Réécrivez en liste numérotée les lignes des entrées, de celle qui contient « Indicate the road » jusqu'à la fin des entrées, bornes comprises. Omettez les lignes vides.

* [Données fournies]
# # # # # # #
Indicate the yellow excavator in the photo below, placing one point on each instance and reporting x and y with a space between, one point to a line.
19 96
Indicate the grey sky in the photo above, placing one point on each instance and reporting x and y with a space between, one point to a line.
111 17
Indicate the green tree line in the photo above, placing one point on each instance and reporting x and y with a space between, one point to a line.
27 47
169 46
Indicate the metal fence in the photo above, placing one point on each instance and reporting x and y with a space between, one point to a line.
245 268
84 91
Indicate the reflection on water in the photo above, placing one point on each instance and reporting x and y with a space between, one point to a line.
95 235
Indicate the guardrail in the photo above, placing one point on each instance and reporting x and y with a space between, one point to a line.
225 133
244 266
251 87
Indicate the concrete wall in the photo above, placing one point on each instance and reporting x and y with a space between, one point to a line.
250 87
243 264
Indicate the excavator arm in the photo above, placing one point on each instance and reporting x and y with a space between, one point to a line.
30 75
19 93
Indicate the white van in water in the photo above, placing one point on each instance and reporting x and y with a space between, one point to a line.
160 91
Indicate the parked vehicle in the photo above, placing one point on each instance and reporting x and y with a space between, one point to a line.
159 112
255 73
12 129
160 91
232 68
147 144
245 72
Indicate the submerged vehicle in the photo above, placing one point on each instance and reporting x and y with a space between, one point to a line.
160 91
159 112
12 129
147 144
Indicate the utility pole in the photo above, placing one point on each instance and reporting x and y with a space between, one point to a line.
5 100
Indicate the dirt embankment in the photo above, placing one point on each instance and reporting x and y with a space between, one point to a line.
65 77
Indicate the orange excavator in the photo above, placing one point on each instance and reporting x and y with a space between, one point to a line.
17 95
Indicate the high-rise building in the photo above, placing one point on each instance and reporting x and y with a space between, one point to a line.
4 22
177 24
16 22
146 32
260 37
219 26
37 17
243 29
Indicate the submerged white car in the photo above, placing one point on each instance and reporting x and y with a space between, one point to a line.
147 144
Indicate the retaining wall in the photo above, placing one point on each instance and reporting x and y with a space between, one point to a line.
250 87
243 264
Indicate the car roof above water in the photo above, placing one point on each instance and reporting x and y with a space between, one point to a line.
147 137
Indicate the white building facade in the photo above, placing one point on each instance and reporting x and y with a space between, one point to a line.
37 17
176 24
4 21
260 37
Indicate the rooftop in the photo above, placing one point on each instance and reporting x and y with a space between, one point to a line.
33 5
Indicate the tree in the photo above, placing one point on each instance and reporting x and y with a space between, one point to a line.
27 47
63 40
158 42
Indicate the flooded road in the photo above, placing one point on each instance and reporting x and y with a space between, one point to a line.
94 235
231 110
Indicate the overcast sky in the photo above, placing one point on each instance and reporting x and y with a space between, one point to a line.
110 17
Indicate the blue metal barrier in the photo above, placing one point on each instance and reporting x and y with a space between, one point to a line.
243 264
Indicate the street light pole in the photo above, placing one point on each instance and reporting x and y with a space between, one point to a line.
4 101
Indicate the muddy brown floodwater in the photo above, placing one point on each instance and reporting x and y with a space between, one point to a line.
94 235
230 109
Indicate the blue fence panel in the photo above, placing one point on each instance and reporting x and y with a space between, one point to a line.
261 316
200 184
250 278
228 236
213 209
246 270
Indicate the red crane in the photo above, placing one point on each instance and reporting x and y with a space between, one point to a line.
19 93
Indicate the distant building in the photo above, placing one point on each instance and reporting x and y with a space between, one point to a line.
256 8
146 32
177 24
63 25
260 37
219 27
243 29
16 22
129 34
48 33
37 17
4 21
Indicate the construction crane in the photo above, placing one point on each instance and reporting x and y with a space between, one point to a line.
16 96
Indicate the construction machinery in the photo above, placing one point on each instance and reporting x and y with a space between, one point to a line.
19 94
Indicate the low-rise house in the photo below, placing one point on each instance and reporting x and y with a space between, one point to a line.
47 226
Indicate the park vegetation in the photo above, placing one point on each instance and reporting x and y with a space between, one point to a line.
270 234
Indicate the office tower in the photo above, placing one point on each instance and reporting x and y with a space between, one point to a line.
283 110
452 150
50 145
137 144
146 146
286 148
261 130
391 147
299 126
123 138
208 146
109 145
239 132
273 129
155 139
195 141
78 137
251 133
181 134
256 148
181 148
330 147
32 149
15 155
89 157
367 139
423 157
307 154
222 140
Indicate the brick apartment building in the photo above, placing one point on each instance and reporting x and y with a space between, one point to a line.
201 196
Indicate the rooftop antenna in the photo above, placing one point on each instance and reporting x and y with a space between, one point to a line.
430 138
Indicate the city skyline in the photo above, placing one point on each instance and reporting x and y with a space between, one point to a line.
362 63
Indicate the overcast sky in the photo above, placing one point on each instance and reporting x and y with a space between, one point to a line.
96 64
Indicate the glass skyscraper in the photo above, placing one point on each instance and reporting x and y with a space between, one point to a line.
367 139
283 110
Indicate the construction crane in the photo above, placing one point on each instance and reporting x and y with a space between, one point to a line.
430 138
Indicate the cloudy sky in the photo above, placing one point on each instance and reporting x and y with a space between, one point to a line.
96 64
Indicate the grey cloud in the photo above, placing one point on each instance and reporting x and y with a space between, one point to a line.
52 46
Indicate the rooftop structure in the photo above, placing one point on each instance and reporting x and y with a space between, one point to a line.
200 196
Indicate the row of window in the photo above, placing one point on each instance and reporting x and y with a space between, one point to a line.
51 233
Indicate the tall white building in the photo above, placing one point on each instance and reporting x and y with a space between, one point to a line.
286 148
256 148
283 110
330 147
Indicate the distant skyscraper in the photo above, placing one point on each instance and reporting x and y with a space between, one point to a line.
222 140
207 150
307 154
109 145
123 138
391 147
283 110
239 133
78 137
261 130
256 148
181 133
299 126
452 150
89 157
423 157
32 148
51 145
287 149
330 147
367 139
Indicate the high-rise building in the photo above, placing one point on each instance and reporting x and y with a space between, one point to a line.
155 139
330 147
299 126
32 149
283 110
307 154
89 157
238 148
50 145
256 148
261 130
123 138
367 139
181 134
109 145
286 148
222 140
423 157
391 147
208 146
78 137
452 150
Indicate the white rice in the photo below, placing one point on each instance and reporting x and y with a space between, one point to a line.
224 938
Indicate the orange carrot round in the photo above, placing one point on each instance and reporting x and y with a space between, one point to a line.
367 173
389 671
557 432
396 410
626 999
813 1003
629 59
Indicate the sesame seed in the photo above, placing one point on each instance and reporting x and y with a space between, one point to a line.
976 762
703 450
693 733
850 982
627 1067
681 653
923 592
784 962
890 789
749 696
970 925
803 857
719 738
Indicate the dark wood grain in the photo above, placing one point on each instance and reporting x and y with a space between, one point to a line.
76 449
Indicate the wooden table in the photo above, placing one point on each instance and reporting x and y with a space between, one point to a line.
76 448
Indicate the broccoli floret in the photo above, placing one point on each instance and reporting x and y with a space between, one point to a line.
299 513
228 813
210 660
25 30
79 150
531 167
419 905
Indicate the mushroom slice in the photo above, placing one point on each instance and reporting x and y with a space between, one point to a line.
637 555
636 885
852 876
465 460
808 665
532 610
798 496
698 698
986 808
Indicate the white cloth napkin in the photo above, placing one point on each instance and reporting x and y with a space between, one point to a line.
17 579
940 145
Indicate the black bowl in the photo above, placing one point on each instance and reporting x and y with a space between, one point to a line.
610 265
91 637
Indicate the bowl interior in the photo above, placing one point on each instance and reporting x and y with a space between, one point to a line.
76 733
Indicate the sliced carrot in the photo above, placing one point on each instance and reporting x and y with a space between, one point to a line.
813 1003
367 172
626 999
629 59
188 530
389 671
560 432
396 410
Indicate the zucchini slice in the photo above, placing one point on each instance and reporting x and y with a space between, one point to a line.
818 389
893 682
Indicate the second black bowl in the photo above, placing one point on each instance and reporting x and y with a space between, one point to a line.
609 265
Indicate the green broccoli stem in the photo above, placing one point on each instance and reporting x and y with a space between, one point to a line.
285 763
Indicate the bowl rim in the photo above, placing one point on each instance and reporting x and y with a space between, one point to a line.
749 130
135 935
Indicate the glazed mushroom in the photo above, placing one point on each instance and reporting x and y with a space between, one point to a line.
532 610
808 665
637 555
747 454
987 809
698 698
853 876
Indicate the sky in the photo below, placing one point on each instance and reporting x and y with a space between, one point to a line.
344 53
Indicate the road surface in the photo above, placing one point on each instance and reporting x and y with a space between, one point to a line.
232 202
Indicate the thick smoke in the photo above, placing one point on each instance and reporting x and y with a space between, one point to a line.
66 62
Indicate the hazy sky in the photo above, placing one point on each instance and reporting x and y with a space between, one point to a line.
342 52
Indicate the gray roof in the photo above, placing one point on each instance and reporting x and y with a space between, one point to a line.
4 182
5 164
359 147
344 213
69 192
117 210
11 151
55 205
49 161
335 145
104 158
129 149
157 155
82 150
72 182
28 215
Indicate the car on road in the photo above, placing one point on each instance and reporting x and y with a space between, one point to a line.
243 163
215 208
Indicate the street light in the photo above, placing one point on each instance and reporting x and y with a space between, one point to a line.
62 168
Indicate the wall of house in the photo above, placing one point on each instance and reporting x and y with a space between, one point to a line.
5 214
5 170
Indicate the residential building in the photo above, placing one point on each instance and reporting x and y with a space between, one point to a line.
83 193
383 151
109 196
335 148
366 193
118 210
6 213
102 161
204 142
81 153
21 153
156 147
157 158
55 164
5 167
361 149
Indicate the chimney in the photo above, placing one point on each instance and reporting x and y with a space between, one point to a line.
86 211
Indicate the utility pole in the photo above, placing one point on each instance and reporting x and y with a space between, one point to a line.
# # # # # # #
* [Réponse rédigée]
1. Indicate the road surface in the photo above, placing one point on each instance and reporting x and y with a space between, one point to a line.
2. 232 202
3. Indicate the thick smoke in the photo above, placing one point on each instance and reporting x and y with a space between, one point to a line.
4. 66 62
5. Indicate the hazy sky in the photo above, placing one point on each instance and reporting x and y with a space between, one point to a line.
6. 342 52
7. Indicate the gray roof in the photo above, placing one point on each instance and reporting x and y with a space between, one point to a line.
8. 4 182
9. 5 164
10. 359 147
11. 344 213
12. 69 192
13. 117 210
14. 11 151
15. 55 205
16. 49 161
17. 335 145
18. 104 158
19. 129 149
20. 157 155
21. 82 150
22. 72 182
23. 28 215
24. Indicate the car on road in the photo above, placing one point on each instance and reporting x and y with a space between, one point to a line.
25. 243 163
26. 215 208
27. Indicate the street light in the photo above, placing one point on each instance and reporting x and y with a space between, one point to a line.
28. 62 168
29. Indicate the wall of house in the photo above, placing one point on each instance and reporting x and y with a space between, one point to a line.
30. 5 214
31. 5 170
32. Indicate the residential building in the photo above, placing one point on each instance and reporting x and y with a space between, one point to a line.
33. 83 193
34. 383 151
35. 109 196
36. 335 148
37. 366 193
38. 118 210
39. 6 213
40. 102 161
41. 204 142
42. 81 153
43. 21 153
44. 156 147
45. 157 158
46. 55 164
47. 5 167
48. 361 149
49. Indicate the chimney in the photo above, placing one point on each instance and reporting x and y with a space between, one point to a line.
50. 86 211
51. Indicate the utility pole in the photo above, placing one point on each instance and reporting x and y with a space between, one point to a line.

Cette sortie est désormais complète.